• Given instruction 1: Copy the part of the book club post between "Personally while on" and "book are coming.", inclusive, substituting "wounds" for "scars".

• Selected excerpt:
Cracked Clay Pots {Book Club}

Cracked Clay Pots {Book Club}

I think we can all agree that brokenness within and between ethnicities exists. We don’t have to get very far in the Scripture narrative to see that! As author Sarah Shin describes in the start of chapter three in Beyond Colorblind, “The first sin of Adam and Eve—the distrust of God and idolatry of something else—drives a high-impact crack into the pottery art of what God intended.”

I’m grateful that we started last week with the beautiful things in our ethnicities and the cultures within them. Otherwise I’m pretty sure I would have just given up! We need both, the gifts that we bring to the table because of the diversity in our world, but also the realization of the areas that need healing.

As I’ve thought about this chapter this week and the different broken responses the author lists, I’ve been struck by the need for humility. I’ll just be honest, I’ve been so frustrated each time I pull up social media and see someone sharing their opinion on one side of the fence or the other about any of the current hot topics. So many are putting themselves up as an expert, causing me to question and, in my own pride, judge their opinion.

A friend and I were recently talking about how conversations have to start with a humble attitude. Are there issues and topics I feel strongly about? Yes, for sure! Do I know everything there is to know? Most definitely not.

I think this same attitude of humility helps prepare our hearts for the conversations about brokenness in our ethnic groups or background.

Shin describes five broken responses to the pain in our ethnicities: idolatry, racial and ethnic division, rejection of ethnicity, defining ourselves by our scars and self-punishment. Was there one of these responses that stuck with you the most? Or one that surprised you?

As cross-cultural workers, we are affected by both the brokenness of our own ethnic background as well as the one we live among. I’m curious what that feels like for you. Is it overwhelming? What do you do with the brokenness coming from different directions?

Personally while on the field, it was easier for me to focus on the scars and hurt in the country I was living in—what was right in front of me—and ignore the pain in and caused by my ethnicity in the US. I’m not sure there’s a right or wrong response, except to keep admitting we live in a broken world and desperately need Jesus to transform and heal. I’m glad those chapters in the book are coming.

I’d love to know what you thought of this chapter and of the book so far! Share your thoughts, experiences and questions in the comments.

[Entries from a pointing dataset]

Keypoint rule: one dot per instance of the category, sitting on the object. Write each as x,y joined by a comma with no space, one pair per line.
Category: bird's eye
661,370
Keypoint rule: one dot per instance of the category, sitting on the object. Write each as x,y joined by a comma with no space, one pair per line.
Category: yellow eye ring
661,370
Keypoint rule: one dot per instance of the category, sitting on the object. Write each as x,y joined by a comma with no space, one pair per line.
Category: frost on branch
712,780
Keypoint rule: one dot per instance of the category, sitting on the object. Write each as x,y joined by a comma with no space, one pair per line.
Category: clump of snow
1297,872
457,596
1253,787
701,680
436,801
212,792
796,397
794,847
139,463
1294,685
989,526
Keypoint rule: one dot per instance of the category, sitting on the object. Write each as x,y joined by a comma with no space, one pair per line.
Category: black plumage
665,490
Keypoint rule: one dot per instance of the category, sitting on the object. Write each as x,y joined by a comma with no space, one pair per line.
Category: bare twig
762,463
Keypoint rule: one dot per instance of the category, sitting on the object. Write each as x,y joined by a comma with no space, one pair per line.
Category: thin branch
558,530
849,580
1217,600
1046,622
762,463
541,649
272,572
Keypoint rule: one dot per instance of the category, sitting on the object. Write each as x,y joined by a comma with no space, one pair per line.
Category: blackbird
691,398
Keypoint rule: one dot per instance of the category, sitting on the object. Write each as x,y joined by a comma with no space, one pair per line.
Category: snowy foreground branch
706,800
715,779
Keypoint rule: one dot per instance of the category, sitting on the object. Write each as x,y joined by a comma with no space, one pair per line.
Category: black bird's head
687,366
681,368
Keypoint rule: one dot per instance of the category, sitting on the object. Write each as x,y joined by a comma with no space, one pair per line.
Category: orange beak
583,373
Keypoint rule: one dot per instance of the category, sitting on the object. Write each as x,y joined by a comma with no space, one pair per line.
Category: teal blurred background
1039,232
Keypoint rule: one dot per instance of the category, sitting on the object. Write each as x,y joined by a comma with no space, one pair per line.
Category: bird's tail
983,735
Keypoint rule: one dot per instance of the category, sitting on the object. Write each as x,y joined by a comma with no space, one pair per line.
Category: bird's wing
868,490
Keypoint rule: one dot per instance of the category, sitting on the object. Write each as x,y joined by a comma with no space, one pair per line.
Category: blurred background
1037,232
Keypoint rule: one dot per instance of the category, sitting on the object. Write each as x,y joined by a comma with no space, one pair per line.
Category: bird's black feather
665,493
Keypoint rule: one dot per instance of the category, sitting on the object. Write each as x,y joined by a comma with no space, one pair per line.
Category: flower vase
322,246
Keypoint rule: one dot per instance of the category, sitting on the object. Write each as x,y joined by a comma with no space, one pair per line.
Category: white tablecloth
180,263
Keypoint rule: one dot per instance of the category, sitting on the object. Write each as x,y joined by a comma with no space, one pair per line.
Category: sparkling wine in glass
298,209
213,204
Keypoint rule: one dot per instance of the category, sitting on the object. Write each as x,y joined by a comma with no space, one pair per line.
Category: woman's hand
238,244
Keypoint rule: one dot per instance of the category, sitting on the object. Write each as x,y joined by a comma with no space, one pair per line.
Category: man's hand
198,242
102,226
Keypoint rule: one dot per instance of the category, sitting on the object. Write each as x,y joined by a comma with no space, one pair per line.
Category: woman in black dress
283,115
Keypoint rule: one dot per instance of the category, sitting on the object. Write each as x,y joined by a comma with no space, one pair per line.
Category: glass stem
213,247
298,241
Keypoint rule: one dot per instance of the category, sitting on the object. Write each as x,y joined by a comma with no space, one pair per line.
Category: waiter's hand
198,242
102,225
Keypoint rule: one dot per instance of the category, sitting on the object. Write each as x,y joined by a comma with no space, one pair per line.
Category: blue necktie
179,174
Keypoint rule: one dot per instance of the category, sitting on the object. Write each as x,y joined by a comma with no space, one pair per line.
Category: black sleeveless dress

• Given instruction 2: How many lines of the records contain the string "background", matching case exactly? Reply with the number only.

• Solution 1:
Personally while on the field, it was easier for me to focus on the wounds and hurt in the country I was living in—what was right in front of me—and ignore the pain in and caused by my ethnicity in the US. I’m not sure there’s a right or wrong response, except to keep admitting we live in a broken world and desperately need Jesus to transform and heal. I’m glad those chapters in the book are coming.

• Solution 2: 2